Give the data again exactly as written, skipping any pictures.

(RECORDS PROVIDED begins)

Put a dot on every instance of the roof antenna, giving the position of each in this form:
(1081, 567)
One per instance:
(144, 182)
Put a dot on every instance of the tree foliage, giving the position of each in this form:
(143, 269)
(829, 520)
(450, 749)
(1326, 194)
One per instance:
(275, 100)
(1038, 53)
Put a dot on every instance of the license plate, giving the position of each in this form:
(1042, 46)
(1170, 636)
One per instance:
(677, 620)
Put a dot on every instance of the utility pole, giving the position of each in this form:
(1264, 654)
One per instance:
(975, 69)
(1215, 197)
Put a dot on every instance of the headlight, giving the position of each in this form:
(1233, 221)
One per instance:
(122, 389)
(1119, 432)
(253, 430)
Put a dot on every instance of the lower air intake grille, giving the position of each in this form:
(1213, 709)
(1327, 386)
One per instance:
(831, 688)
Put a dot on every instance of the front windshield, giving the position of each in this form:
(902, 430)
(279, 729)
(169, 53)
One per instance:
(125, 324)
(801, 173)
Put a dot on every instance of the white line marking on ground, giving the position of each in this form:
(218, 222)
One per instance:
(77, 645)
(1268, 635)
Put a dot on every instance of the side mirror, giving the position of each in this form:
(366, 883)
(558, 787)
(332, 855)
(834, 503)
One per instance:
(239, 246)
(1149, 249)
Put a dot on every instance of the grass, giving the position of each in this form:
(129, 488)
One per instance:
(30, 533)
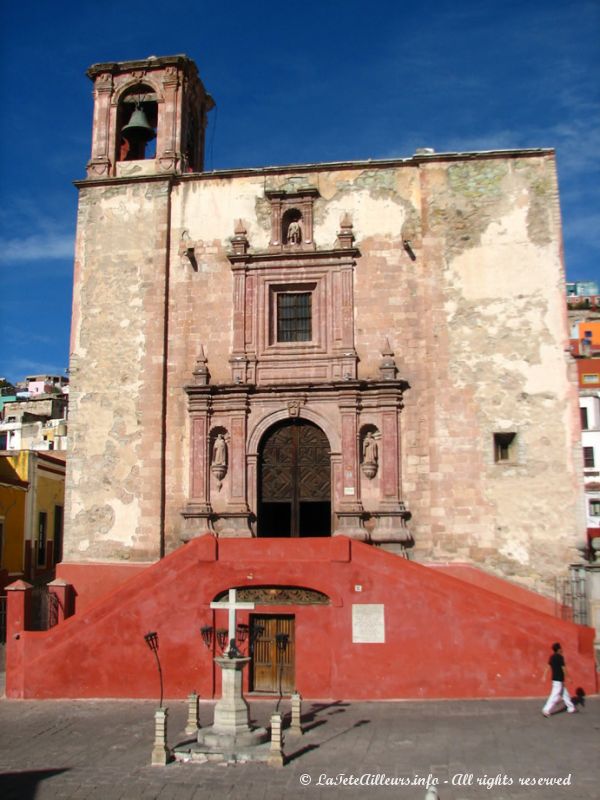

(RECORDS PROVIDED ends)

ANSWER FOR THE TASK -
Put a dot on every instance of the roof antenna, giving the position of each in this form:
(1081, 567)
One per instance:
(144, 182)
Put a dot on every instance of the tree foliage, giving the position of each in this form:
(143, 269)
(829, 520)
(450, 749)
(1326, 194)
One per instance:
(275, 100)
(1038, 53)
Put a dot on every instance of the license plate, giving the position of each in this form:
(1042, 46)
(1170, 636)
One per instance:
(677, 620)
Put a dot on every instance of the utility pole, giving the position of each in this form:
(1264, 654)
One per instance:
(975, 69)
(1215, 197)
Put a dot on every instance of the headlight, giving the position of each in this form:
(1233, 221)
One per instance:
(122, 389)
(1119, 432)
(253, 430)
Put a dot on every instance of the lower air intake grille, giving the position of each in this form:
(1213, 709)
(1327, 386)
One per instance:
(831, 688)
Put a dot on every instance of the front windshield, giving the position of each in this form:
(902, 430)
(279, 729)
(169, 53)
One per instance:
(125, 324)
(801, 173)
Put a dot on every instance of the white line marking on ground, giving the position of each in this form:
(218, 222)
One per instance:
(77, 645)
(1268, 635)
Put a dot on every instance of the side mirror, giving the position of each in this form:
(366, 883)
(558, 787)
(332, 855)
(834, 503)
One per instance:
(239, 246)
(1149, 249)
Put a dot on every instance of the grass, giving the position of each in this form:
(129, 488)
One per instance:
(30, 533)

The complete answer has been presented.